══ Dataset entries
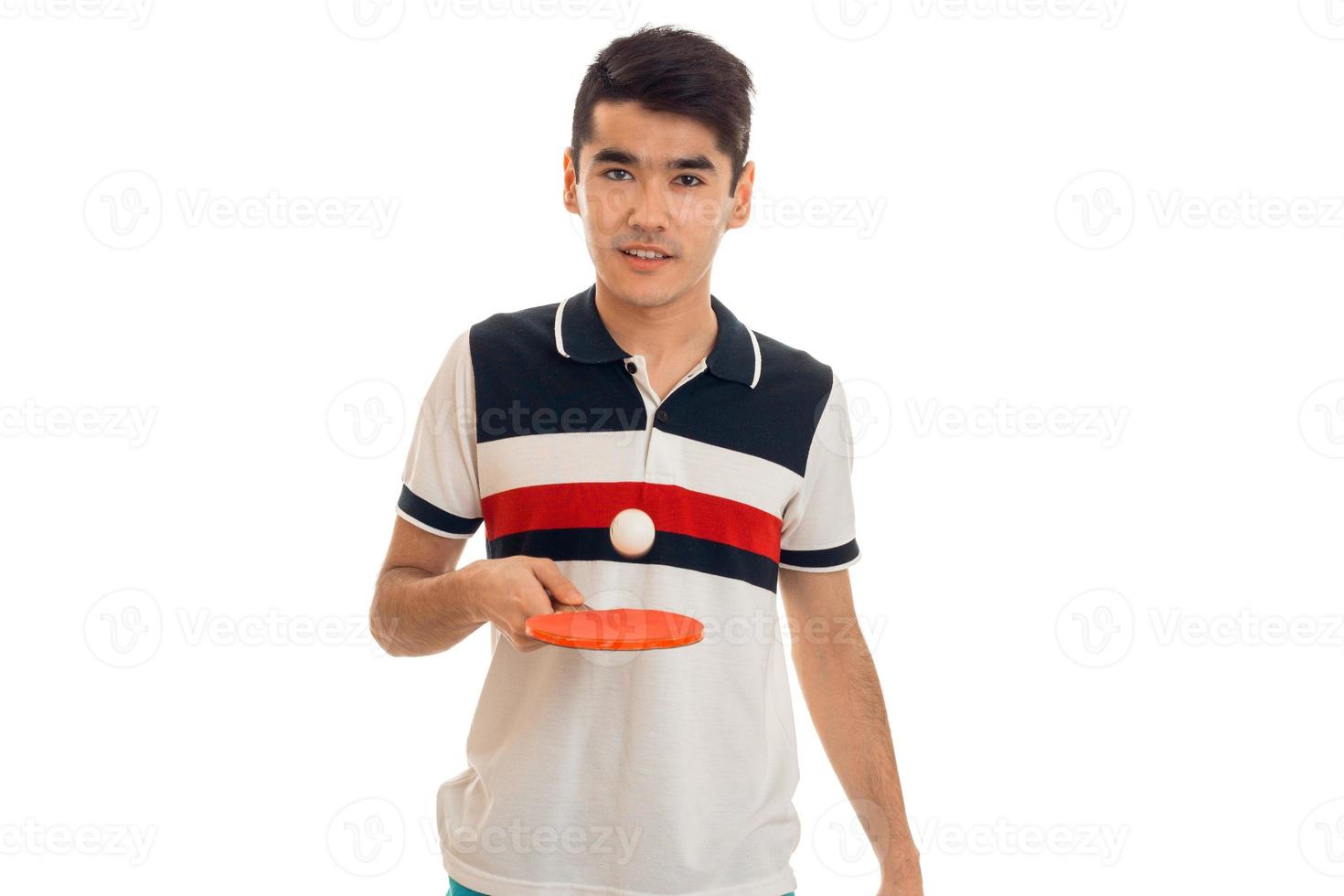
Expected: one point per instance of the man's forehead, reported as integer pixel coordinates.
(651, 136)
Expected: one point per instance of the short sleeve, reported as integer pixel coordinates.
(440, 485)
(818, 526)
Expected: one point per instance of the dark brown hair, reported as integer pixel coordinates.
(667, 69)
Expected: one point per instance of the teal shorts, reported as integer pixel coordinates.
(457, 890)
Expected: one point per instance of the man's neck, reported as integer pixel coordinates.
(675, 335)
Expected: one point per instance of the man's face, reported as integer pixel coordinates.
(654, 180)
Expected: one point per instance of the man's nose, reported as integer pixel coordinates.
(651, 208)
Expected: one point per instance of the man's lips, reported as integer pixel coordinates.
(644, 263)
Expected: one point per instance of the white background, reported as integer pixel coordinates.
(1110, 650)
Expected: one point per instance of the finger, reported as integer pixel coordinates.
(554, 581)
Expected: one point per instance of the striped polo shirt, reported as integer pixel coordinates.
(657, 772)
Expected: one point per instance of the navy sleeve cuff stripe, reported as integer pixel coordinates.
(422, 511)
(821, 559)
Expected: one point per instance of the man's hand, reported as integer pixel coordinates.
(508, 590)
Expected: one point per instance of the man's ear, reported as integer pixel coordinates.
(571, 182)
(742, 197)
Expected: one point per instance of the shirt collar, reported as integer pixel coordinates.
(582, 336)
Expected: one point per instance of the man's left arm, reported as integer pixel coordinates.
(840, 687)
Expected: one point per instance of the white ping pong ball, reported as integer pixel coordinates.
(632, 532)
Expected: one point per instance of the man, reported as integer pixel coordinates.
(663, 772)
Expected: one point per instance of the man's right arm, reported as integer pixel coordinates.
(423, 603)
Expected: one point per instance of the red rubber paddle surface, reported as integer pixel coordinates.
(620, 629)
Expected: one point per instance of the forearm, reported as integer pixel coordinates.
(417, 613)
(843, 693)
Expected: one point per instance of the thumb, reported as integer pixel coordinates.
(562, 590)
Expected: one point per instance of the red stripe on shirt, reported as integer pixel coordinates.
(582, 506)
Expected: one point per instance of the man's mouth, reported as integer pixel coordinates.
(644, 252)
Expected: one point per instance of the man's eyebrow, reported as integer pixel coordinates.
(611, 155)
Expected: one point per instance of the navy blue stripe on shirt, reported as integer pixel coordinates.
(821, 559)
(671, 549)
(434, 517)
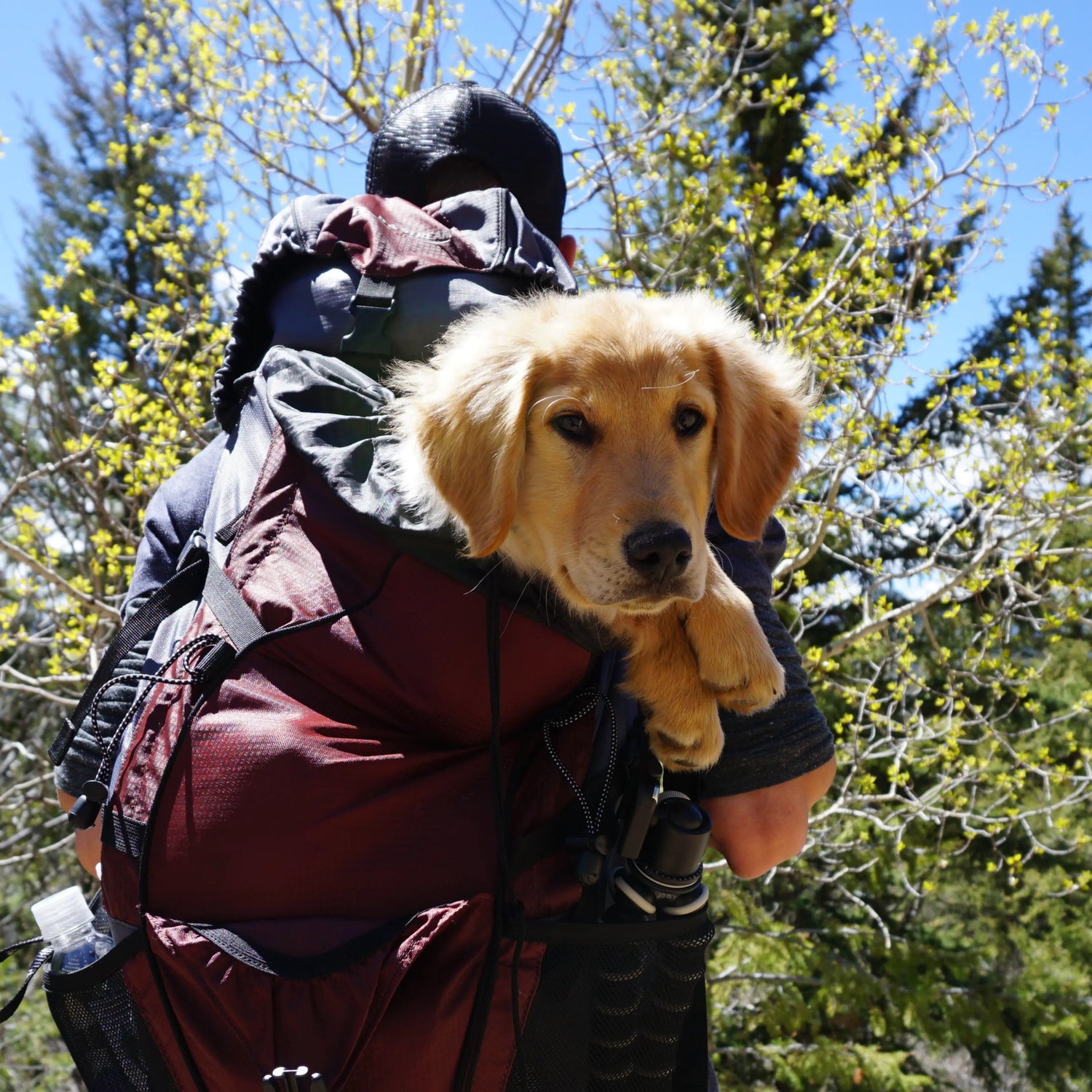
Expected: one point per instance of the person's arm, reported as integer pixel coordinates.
(758, 830)
(778, 764)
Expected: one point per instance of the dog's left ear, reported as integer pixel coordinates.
(762, 401)
(470, 421)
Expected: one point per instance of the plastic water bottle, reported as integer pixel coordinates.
(67, 923)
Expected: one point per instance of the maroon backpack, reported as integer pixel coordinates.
(364, 819)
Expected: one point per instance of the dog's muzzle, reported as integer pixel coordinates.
(659, 552)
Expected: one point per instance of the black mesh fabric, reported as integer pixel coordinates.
(106, 1037)
(105, 1034)
(611, 1018)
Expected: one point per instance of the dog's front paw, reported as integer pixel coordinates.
(690, 743)
(760, 685)
(734, 657)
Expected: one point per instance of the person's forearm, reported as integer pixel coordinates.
(764, 828)
(89, 843)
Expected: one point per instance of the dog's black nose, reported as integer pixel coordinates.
(657, 550)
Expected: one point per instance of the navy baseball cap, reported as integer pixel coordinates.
(463, 120)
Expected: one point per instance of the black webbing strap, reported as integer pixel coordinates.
(183, 587)
(373, 305)
(9, 1010)
(232, 612)
(240, 624)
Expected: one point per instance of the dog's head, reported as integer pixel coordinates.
(585, 438)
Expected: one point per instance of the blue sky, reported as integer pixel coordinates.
(28, 90)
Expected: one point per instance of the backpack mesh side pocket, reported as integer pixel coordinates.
(613, 1009)
(105, 1034)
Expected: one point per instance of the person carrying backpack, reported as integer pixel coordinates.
(360, 802)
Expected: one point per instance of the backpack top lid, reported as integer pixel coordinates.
(482, 124)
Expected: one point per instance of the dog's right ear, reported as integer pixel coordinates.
(467, 412)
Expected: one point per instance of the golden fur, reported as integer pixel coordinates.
(486, 430)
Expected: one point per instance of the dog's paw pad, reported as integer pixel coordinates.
(684, 757)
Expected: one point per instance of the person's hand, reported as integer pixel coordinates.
(89, 843)
(761, 829)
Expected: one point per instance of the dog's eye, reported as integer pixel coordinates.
(574, 427)
(688, 422)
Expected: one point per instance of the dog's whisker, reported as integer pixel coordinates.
(554, 402)
(670, 387)
(485, 576)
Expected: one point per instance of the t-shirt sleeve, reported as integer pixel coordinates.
(791, 738)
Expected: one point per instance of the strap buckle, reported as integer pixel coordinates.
(196, 545)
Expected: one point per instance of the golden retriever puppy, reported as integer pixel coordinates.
(585, 440)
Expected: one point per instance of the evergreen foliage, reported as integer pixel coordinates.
(834, 185)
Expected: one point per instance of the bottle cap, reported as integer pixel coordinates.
(61, 913)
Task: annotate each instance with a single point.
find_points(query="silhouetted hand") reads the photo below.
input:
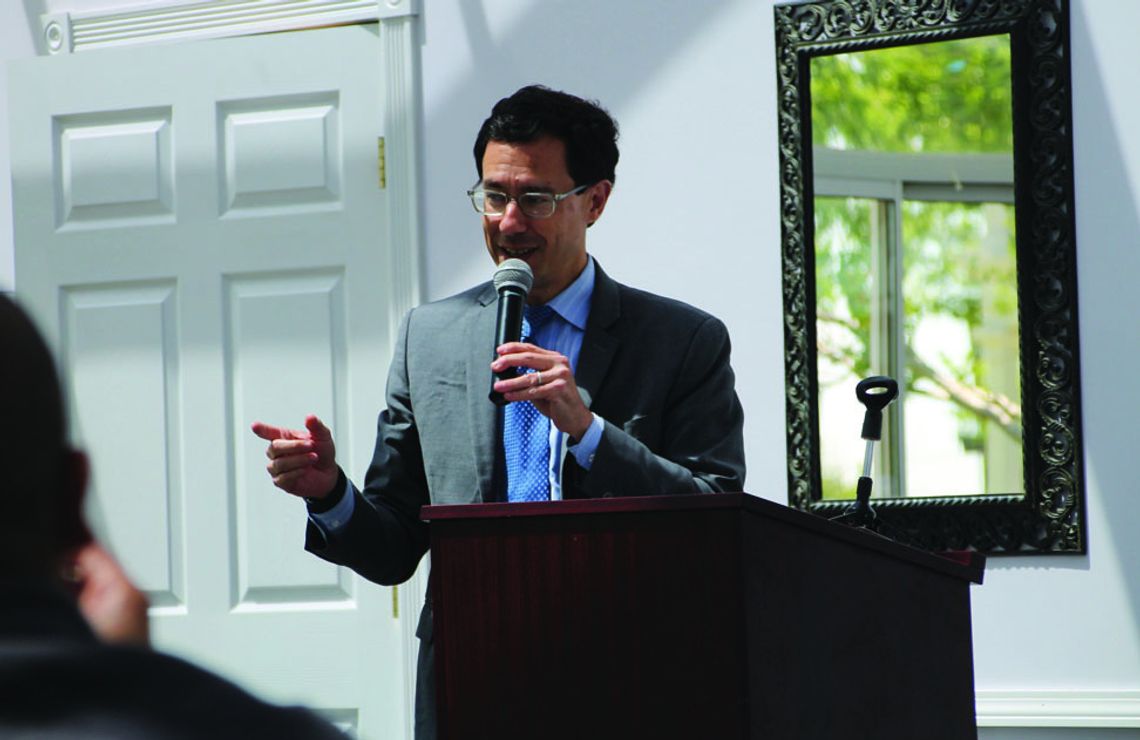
(107, 599)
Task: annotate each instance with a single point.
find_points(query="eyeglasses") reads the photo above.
(534, 205)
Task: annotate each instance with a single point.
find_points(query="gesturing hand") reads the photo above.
(301, 462)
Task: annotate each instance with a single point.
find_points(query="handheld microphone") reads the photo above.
(512, 279)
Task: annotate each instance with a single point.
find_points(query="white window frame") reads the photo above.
(889, 178)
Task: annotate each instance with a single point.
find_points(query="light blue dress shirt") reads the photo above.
(563, 334)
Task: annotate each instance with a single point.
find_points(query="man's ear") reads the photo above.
(599, 195)
(72, 526)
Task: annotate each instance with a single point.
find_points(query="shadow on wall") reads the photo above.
(597, 49)
(1107, 219)
(1056, 733)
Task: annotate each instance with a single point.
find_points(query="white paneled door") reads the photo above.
(203, 233)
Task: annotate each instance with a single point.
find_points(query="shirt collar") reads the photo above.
(572, 303)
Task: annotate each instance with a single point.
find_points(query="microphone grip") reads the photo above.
(507, 328)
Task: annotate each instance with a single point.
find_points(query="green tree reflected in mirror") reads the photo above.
(915, 271)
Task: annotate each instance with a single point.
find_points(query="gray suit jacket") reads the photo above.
(654, 370)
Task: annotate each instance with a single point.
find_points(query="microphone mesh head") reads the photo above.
(513, 274)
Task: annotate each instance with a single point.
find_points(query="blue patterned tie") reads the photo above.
(527, 433)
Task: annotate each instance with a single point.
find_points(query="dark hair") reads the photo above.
(588, 132)
(32, 441)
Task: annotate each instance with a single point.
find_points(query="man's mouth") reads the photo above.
(519, 251)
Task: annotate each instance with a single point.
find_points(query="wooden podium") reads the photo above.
(693, 617)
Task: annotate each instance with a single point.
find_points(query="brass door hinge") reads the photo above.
(382, 160)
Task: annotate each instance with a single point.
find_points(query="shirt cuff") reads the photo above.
(584, 450)
(335, 519)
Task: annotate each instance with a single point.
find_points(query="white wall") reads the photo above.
(694, 216)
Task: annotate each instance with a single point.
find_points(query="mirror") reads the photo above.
(927, 234)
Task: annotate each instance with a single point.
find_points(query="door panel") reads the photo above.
(201, 232)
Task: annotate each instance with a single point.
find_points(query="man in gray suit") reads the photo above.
(627, 393)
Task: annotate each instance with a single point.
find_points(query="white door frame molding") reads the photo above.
(195, 19)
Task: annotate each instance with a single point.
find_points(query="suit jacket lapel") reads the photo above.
(599, 343)
(481, 413)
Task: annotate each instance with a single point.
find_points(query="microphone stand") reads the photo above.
(876, 393)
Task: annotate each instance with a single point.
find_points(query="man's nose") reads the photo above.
(513, 219)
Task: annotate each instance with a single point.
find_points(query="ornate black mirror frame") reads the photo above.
(1049, 518)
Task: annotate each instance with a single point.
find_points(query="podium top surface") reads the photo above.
(966, 566)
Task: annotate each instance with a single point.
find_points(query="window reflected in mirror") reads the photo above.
(915, 266)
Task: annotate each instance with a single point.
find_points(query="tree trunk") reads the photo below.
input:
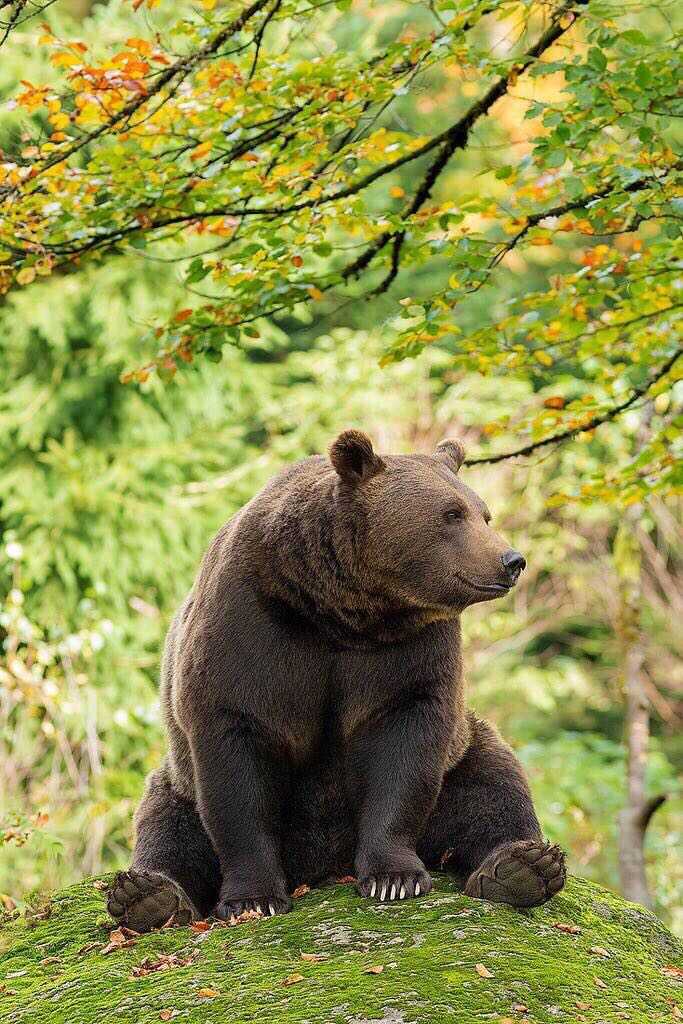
(636, 815)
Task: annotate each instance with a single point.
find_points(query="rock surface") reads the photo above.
(587, 956)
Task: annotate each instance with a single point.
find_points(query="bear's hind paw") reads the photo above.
(144, 900)
(522, 873)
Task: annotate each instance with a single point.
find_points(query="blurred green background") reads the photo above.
(111, 494)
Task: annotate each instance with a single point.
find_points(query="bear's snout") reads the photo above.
(513, 563)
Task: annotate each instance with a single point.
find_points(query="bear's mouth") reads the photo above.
(489, 588)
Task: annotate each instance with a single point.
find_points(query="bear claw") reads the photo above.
(394, 885)
(145, 900)
(522, 873)
(267, 906)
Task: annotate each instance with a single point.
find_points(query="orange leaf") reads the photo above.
(569, 929)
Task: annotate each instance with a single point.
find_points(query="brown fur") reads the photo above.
(313, 696)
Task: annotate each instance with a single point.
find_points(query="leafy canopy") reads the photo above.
(286, 167)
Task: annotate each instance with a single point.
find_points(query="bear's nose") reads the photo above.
(513, 563)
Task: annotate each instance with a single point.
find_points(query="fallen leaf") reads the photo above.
(245, 916)
(121, 938)
(568, 929)
(163, 963)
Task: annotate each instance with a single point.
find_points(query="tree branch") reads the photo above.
(591, 425)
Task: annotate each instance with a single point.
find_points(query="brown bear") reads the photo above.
(313, 697)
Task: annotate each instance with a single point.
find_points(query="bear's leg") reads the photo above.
(242, 788)
(395, 767)
(175, 873)
(484, 828)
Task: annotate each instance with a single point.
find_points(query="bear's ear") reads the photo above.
(452, 453)
(353, 458)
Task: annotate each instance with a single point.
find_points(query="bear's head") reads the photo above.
(423, 536)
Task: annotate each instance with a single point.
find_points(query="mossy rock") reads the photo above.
(444, 960)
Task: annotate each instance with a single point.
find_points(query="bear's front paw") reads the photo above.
(229, 907)
(390, 878)
(523, 873)
(395, 885)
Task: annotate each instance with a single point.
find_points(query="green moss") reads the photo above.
(428, 948)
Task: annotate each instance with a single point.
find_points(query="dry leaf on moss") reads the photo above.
(293, 979)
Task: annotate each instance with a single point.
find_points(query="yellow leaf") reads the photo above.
(202, 150)
(543, 357)
(59, 121)
(65, 59)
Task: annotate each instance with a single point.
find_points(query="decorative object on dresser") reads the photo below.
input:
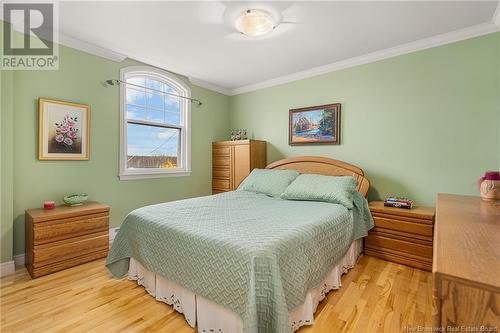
(232, 161)
(489, 186)
(466, 266)
(401, 235)
(65, 236)
(75, 199)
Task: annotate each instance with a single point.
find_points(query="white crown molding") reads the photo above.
(496, 16)
(209, 86)
(90, 48)
(438, 40)
(7, 268)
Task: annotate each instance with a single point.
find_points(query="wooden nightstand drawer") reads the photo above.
(401, 235)
(382, 242)
(404, 226)
(221, 173)
(221, 184)
(221, 151)
(56, 230)
(222, 161)
(47, 254)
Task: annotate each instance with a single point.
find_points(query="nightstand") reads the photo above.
(401, 235)
(65, 236)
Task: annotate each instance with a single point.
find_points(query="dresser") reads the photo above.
(401, 235)
(466, 266)
(65, 236)
(232, 161)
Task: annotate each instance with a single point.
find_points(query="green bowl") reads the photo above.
(75, 199)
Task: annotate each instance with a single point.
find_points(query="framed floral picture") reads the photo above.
(63, 130)
(315, 125)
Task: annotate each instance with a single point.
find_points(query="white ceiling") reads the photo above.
(197, 39)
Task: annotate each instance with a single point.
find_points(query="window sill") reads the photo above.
(132, 176)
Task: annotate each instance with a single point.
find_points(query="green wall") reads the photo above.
(79, 79)
(6, 165)
(418, 124)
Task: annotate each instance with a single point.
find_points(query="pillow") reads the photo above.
(334, 189)
(269, 182)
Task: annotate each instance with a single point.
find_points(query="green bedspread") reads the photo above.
(256, 255)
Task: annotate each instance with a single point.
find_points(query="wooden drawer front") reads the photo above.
(58, 266)
(221, 151)
(222, 162)
(403, 218)
(220, 173)
(404, 260)
(64, 250)
(380, 242)
(404, 226)
(221, 184)
(51, 231)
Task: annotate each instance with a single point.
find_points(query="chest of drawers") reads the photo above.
(65, 237)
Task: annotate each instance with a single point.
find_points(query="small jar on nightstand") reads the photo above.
(401, 235)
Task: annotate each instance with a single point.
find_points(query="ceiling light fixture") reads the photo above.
(255, 22)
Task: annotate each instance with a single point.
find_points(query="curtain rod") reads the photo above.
(113, 82)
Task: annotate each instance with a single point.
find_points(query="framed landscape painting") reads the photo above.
(63, 130)
(315, 125)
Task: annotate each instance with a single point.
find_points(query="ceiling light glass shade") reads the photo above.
(255, 22)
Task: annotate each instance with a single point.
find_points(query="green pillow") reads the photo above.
(268, 181)
(334, 189)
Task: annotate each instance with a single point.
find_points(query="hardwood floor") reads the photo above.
(376, 296)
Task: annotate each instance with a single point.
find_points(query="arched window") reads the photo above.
(155, 124)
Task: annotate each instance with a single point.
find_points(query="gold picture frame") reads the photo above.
(63, 130)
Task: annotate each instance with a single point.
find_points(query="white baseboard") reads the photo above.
(112, 235)
(20, 259)
(7, 268)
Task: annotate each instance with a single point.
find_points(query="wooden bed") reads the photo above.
(323, 166)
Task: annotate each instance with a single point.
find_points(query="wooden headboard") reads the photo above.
(323, 166)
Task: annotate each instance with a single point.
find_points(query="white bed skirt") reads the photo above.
(211, 317)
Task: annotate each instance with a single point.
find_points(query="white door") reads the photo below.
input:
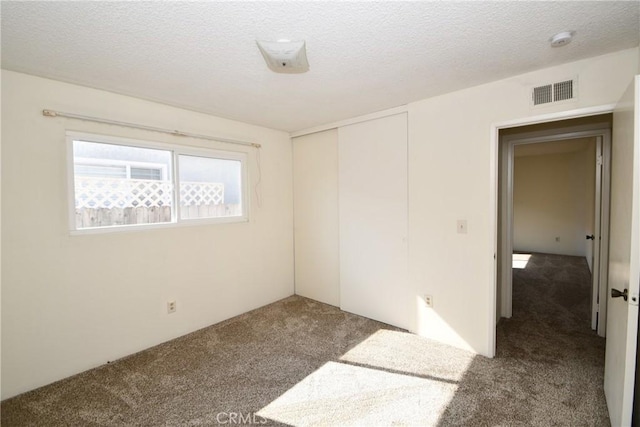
════
**Exercise details:**
In the records above, find each line with the word "below" and copy it out.

**Answer to the exercise:**
find_points(query="silhouetted hand") reads the photo below.
find_points(query="tree trunk") reads the photo below.
find_points(query="decorative object on dresser") reads the photo below.
find_points(query="white door") reads the photo below.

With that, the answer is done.